(Point localization data)
———

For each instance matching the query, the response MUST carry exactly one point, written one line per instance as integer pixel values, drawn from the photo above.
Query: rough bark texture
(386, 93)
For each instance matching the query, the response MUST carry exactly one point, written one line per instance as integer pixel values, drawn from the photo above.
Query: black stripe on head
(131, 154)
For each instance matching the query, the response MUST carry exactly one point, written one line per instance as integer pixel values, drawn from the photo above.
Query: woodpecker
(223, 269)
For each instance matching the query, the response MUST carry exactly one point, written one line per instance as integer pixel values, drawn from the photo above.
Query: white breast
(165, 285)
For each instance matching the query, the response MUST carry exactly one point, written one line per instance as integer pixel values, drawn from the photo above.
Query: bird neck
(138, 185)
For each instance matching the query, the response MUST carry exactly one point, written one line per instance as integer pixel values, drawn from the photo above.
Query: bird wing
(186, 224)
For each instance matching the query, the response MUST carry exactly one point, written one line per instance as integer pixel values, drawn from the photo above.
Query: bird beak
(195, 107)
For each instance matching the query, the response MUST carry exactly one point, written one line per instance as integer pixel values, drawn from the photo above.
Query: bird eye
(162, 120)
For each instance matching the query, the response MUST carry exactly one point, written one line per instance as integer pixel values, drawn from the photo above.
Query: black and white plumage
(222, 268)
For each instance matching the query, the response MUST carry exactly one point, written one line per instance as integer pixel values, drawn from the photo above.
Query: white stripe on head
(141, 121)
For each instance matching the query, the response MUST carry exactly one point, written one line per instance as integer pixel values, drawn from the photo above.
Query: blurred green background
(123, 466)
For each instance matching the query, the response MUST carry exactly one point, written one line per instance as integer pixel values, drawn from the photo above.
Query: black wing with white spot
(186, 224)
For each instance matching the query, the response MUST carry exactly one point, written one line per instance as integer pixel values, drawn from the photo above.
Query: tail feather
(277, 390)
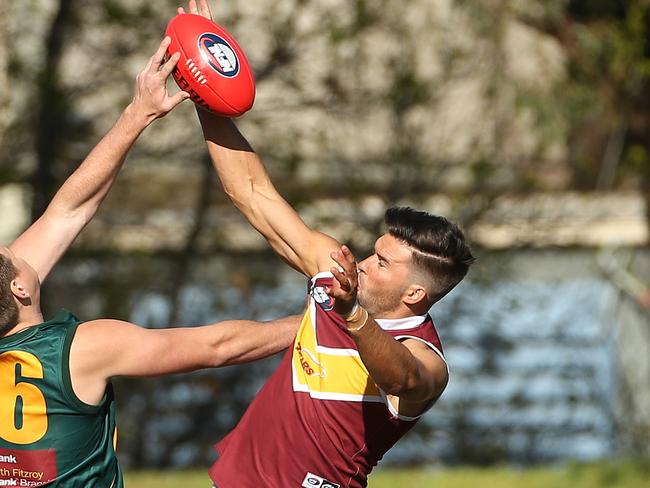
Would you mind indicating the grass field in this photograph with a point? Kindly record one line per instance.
(602, 475)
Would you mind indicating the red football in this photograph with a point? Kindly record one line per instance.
(212, 68)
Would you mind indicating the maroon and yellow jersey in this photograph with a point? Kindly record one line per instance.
(320, 420)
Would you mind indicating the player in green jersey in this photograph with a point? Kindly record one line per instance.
(57, 412)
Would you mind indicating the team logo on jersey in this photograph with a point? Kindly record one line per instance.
(219, 54)
(314, 481)
(322, 298)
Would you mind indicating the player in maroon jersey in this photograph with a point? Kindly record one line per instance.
(361, 373)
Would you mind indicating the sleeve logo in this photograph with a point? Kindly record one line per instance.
(313, 481)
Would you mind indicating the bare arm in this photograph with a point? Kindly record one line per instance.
(248, 185)
(77, 201)
(104, 348)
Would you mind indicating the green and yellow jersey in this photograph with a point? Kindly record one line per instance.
(48, 436)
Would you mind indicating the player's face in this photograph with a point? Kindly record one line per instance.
(383, 277)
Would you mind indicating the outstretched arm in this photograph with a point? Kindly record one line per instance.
(248, 185)
(77, 201)
(104, 348)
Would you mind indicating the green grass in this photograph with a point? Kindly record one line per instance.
(602, 475)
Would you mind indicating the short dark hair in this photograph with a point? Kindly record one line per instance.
(8, 307)
(438, 247)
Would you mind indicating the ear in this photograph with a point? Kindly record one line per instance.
(19, 290)
(415, 294)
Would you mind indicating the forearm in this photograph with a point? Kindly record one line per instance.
(242, 174)
(86, 188)
(241, 341)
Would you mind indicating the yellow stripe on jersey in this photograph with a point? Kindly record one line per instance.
(329, 373)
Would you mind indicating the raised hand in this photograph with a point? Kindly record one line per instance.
(202, 9)
(150, 95)
(344, 286)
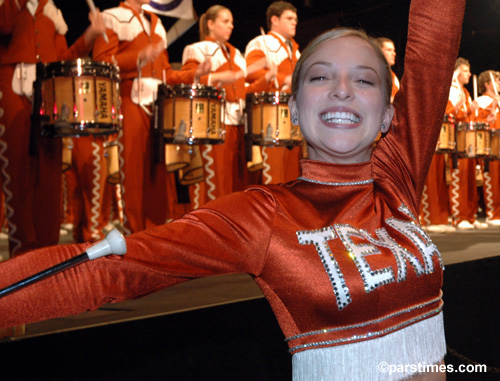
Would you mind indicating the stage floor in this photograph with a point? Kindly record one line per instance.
(455, 247)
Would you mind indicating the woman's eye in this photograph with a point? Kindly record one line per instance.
(365, 82)
(318, 78)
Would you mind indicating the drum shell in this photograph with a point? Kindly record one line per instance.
(473, 139)
(194, 172)
(80, 98)
(191, 114)
(112, 161)
(268, 120)
(447, 137)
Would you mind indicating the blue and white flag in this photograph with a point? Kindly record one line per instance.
(182, 9)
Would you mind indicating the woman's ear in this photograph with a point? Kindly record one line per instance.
(294, 113)
(387, 119)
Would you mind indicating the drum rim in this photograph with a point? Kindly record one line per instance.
(67, 68)
(185, 91)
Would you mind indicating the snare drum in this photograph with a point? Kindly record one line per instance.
(67, 154)
(495, 144)
(268, 119)
(79, 98)
(473, 139)
(193, 173)
(447, 137)
(191, 114)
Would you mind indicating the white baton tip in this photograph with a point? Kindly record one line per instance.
(114, 243)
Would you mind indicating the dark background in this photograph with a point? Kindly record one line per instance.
(389, 18)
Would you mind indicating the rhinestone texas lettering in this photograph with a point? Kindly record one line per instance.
(371, 278)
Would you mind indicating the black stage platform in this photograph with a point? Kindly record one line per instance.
(221, 328)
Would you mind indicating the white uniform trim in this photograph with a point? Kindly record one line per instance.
(420, 344)
(127, 27)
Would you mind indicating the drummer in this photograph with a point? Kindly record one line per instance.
(137, 44)
(463, 188)
(33, 31)
(488, 102)
(225, 164)
(279, 47)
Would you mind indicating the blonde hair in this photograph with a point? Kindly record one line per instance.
(484, 78)
(210, 14)
(334, 34)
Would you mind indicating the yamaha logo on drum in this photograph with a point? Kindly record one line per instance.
(102, 96)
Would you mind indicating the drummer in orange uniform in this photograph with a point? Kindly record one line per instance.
(463, 188)
(279, 47)
(33, 31)
(225, 164)
(488, 103)
(137, 44)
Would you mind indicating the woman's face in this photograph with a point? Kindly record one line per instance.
(340, 102)
(222, 27)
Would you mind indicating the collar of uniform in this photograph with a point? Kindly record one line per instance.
(335, 174)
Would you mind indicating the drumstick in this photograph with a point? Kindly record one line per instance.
(257, 65)
(114, 243)
(94, 10)
(494, 89)
(474, 85)
(267, 55)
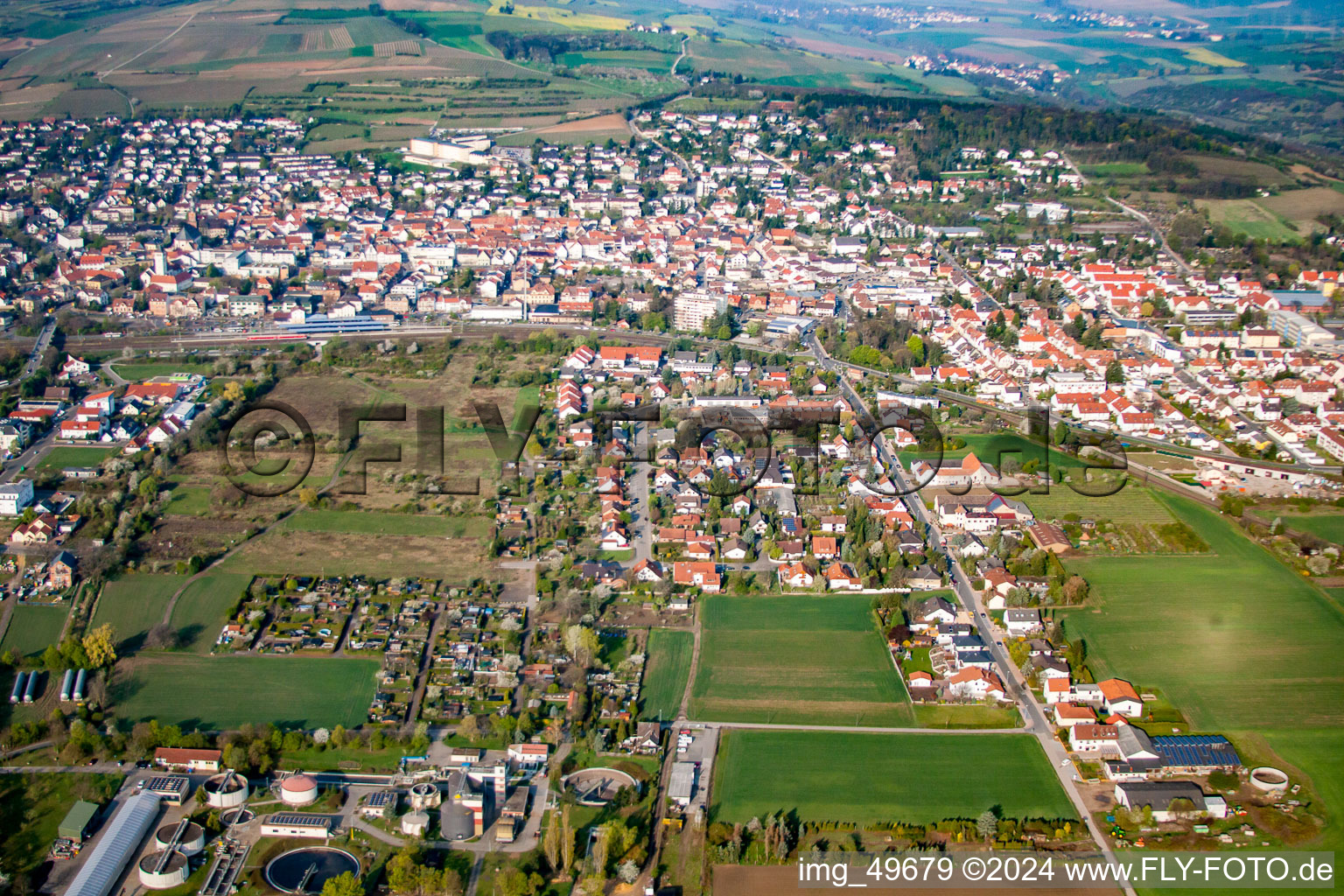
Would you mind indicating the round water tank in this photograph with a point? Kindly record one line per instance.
(456, 822)
(228, 790)
(414, 823)
(173, 871)
(192, 838)
(298, 790)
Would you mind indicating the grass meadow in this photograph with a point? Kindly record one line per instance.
(666, 672)
(1236, 640)
(373, 522)
(65, 456)
(799, 660)
(133, 605)
(203, 606)
(225, 692)
(860, 778)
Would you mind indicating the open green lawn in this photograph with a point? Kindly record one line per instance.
(666, 670)
(1234, 640)
(63, 456)
(797, 659)
(133, 605)
(1132, 504)
(32, 808)
(190, 500)
(32, 627)
(1329, 527)
(225, 692)
(374, 522)
(203, 606)
(863, 778)
(136, 371)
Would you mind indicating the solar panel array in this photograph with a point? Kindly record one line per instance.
(1195, 750)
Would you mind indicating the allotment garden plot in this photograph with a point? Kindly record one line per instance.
(797, 660)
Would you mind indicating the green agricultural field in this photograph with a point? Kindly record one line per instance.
(1323, 526)
(666, 672)
(1132, 504)
(796, 659)
(1116, 170)
(863, 780)
(133, 605)
(203, 606)
(225, 692)
(1248, 216)
(32, 627)
(63, 456)
(373, 522)
(190, 500)
(1236, 640)
(32, 808)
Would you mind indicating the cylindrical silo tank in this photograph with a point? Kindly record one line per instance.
(164, 871)
(425, 795)
(456, 821)
(191, 841)
(226, 790)
(298, 790)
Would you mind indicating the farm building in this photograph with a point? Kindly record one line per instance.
(117, 845)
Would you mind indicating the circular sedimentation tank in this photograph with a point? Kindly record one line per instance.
(298, 790)
(286, 872)
(191, 841)
(173, 871)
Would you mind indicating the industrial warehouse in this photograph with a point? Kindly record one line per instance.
(160, 830)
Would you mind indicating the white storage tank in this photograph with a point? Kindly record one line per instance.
(425, 795)
(298, 790)
(226, 790)
(191, 841)
(164, 871)
(414, 823)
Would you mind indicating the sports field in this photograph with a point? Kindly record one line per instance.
(32, 627)
(799, 660)
(1329, 527)
(1234, 640)
(863, 778)
(374, 522)
(133, 605)
(202, 607)
(1130, 504)
(225, 692)
(65, 456)
(666, 670)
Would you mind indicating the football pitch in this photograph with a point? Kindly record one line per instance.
(863, 780)
(796, 660)
(225, 692)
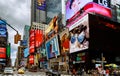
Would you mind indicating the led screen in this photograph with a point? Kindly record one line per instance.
(32, 41)
(64, 40)
(41, 4)
(52, 47)
(31, 59)
(2, 52)
(73, 6)
(38, 37)
(79, 35)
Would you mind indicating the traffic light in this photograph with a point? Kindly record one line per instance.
(17, 38)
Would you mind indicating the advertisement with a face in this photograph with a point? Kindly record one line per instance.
(64, 39)
(2, 52)
(73, 6)
(41, 4)
(32, 42)
(52, 28)
(31, 59)
(79, 35)
(52, 47)
(3, 31)
(3, 41)
(38, 37)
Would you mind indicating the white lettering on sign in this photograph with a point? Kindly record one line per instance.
(103, 3)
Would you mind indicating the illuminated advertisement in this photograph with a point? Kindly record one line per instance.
(8, 50)
(2, 23)
(32, 41)
(52, 47)
(52, 28)
(23, 42)
(31, 59)
(26, 52)
(73, 6)
(93, 7)
(105, 3)
(3, 31)
(3, 41)
(2, 52)
(41, 4)
(53, 8)
(38, 37)
(79, 35)
(64, 39)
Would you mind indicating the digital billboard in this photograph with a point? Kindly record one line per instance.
(79, 35)
(38, 37)
(26, 52)
(32, 41)
(41, 4)
(52, 28)
(98, 9)
(73, 6)
(52, 47)
(23, 42)
(53, 8)
(2, 52)
(8, 50)
(31, 59)
(3, 41)
(64, 41)
(76, 8)
(3, 31)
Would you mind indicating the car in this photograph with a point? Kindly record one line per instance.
(8, 70)
(21, 71)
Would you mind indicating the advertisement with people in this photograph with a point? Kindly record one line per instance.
(73, 6)
(41, 4)
(52, 47)
(31, 59)
(64, 39)
(32, 42)
(79, 35)
(52, 28)
(3, 31)
(2, 52)
(38, 37)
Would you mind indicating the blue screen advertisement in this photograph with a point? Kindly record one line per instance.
(52, 47)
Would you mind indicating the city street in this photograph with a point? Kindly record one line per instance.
(27, 74)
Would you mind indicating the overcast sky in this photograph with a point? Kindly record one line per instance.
(17, 14)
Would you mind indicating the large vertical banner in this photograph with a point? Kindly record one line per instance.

———

### WHAT THE TASK REQUIRES
Repeat only the stretch of lines that begins at the line containing "Would you mind indicating the advertisement with people" and ends at the last line above, both included.

### WRITTEN ANSWER
Would you mind indicating the advertisement with people in this photograph with a point? Kindly record one line per instance.
(73, 6)
(41, 4)
(52, 47)
(31, 59)
(64, 39)
(32, 42)
(79, 35)
(52, 28)
(3, 31)
(2, 52)
(38, 37)
Would you mind indicating the blue screen advertisement in this photograph with a point? Kindly record one line per instance.
(52, 47)
Would you mind indicating the city street in this photograph with a point? Kindly record one line per instance.
(27, 74)
Would you mind indicating the overcast sky in this photograph with a point? Kindly record one line per instance.
(17, 14)
Would you mind indicating the large vertical banner in this photograph with a point? Kindly record one line per instance.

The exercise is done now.